DATA SUPPLIED:

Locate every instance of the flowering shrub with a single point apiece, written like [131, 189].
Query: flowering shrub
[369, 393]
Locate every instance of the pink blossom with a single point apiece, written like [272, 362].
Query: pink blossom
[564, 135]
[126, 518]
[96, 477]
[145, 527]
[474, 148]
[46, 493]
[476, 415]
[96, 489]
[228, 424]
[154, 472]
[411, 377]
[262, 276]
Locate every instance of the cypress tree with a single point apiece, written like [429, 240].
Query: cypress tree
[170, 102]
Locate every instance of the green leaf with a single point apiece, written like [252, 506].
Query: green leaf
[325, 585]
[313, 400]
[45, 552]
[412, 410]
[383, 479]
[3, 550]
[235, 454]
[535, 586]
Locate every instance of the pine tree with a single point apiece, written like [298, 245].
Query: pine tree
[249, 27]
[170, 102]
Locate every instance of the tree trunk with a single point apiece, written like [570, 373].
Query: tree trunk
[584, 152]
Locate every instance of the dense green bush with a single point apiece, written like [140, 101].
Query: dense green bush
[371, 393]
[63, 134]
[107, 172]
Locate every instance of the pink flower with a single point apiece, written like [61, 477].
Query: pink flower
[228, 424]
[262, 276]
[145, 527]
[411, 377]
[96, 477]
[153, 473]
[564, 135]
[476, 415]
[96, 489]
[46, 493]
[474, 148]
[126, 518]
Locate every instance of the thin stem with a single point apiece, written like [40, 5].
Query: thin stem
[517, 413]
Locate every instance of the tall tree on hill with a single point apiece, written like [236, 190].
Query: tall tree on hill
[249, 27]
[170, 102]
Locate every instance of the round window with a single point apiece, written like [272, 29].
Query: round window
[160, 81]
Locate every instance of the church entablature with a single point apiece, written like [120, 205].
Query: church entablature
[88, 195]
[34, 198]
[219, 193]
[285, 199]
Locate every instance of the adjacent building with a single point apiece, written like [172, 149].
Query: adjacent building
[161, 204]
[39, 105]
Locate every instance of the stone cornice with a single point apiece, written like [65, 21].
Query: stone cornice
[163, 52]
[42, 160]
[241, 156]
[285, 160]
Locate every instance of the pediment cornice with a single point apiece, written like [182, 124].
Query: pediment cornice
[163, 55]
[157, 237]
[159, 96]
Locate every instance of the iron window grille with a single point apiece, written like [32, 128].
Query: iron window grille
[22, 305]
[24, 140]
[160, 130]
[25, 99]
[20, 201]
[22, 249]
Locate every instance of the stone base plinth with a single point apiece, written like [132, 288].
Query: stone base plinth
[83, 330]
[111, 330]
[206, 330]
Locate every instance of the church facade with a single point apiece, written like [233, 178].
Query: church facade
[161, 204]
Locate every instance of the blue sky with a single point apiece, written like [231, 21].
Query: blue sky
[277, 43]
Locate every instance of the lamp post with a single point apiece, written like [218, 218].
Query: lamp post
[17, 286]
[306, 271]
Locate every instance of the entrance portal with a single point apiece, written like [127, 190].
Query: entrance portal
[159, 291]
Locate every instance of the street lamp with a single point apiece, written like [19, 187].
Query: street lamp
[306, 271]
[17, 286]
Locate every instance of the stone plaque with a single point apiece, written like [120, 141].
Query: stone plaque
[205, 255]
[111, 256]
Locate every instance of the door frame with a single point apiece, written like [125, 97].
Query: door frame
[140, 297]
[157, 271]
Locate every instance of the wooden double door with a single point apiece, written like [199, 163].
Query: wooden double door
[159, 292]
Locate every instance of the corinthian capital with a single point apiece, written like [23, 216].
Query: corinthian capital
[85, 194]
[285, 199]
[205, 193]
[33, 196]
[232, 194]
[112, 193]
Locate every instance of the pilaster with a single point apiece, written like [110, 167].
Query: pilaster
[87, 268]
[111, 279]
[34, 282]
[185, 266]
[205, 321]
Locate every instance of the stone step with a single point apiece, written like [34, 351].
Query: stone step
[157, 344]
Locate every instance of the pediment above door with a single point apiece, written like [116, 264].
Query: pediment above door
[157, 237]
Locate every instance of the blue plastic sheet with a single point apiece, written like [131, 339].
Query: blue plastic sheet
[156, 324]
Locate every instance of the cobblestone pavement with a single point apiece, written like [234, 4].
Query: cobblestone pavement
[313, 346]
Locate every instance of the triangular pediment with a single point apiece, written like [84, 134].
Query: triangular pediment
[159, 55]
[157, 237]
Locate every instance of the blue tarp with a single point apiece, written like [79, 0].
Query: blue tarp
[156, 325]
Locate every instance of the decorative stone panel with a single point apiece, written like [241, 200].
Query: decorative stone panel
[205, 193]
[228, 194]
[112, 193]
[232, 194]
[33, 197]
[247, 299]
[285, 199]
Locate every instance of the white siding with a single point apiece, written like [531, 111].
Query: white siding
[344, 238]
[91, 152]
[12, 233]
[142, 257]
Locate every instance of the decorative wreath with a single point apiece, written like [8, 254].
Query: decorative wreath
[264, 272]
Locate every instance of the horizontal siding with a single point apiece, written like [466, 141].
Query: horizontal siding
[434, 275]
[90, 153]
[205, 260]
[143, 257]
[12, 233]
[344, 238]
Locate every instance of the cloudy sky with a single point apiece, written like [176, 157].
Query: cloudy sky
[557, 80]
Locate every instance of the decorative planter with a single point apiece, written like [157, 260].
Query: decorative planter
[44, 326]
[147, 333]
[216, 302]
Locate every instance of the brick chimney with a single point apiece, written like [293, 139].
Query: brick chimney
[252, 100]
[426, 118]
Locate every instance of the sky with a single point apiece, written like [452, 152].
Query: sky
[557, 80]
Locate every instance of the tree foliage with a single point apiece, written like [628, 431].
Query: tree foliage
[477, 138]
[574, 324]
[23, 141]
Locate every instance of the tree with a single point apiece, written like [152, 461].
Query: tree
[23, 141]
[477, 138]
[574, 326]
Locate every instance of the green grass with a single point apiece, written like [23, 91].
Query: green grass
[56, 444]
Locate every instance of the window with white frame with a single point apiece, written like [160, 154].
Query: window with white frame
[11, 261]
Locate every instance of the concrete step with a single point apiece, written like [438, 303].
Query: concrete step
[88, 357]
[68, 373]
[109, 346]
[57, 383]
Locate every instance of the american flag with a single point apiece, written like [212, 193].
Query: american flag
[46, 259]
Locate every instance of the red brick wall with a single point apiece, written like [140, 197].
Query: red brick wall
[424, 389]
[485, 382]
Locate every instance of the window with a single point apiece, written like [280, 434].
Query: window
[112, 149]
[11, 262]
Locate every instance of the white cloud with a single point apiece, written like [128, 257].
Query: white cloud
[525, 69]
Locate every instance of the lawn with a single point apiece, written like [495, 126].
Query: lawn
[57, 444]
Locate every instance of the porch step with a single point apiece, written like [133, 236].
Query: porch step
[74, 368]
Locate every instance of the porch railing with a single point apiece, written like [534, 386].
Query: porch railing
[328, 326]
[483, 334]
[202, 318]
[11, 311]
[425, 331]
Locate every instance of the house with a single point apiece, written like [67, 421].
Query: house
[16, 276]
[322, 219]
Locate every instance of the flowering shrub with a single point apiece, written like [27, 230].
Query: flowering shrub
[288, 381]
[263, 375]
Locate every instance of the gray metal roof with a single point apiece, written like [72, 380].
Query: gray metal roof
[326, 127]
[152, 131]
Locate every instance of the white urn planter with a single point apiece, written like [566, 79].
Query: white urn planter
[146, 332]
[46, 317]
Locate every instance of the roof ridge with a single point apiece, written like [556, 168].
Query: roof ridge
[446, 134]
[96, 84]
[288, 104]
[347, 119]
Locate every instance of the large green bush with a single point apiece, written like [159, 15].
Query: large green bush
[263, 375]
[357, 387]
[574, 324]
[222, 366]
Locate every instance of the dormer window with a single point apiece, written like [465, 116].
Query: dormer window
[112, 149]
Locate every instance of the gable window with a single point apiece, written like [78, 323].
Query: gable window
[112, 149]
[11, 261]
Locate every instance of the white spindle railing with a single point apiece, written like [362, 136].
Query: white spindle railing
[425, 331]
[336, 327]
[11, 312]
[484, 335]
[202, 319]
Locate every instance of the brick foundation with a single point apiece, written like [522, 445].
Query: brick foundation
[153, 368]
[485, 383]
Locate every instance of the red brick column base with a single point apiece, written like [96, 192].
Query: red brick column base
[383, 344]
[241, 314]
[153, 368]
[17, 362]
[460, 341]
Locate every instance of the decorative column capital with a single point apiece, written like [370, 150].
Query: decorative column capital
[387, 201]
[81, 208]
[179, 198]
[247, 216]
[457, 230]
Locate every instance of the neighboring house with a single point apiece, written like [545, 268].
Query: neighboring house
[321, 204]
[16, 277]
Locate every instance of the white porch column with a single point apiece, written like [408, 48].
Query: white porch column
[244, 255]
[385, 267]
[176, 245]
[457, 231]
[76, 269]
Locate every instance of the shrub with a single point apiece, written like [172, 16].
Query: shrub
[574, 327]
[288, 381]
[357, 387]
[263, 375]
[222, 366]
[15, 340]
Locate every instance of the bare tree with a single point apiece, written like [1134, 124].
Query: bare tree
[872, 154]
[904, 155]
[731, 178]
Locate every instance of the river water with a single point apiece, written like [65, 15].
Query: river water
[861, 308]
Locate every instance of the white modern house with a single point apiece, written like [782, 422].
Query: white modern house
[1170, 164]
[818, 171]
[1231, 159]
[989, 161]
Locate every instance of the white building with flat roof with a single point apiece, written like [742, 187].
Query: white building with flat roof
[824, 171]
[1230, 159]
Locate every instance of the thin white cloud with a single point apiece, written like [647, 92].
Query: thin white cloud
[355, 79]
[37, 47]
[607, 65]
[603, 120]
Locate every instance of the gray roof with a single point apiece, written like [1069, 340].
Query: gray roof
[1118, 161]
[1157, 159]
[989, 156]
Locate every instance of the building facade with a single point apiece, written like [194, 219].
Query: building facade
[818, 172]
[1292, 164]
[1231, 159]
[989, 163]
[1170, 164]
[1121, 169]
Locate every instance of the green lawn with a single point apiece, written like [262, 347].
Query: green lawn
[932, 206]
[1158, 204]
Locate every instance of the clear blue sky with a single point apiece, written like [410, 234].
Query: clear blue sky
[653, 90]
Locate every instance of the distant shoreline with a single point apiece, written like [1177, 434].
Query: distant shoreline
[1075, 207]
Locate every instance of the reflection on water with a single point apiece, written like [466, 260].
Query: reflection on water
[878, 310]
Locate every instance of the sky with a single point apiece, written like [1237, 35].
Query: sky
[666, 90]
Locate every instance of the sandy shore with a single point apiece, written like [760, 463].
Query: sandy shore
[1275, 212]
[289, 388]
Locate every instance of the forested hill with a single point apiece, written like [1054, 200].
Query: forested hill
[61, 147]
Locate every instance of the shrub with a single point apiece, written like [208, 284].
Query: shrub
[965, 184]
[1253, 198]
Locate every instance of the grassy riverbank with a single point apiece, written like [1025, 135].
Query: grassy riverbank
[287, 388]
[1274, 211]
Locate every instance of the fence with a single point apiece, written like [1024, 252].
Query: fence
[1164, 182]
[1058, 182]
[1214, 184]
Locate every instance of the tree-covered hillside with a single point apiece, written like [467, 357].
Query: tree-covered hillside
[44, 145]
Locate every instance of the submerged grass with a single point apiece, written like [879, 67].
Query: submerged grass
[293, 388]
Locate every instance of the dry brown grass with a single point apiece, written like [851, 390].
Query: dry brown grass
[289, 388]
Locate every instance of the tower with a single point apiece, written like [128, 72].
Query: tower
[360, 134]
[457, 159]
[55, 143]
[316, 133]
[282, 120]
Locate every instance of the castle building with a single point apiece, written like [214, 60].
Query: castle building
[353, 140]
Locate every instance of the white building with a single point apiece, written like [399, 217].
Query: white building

TASK STATEMENT: Repeat the records above line by line, from the first line through the line that contains "Locate every instance of the pink blossom".

RESPONSE FOR THIS EXERCISE:
Locate every instance of the flowering shrub with a single point apiece, written like [131, 189].
Query: flowering shrub
[369, 393]
Locate every instance of the pink blossom with a single point apiece, written like [272, 362].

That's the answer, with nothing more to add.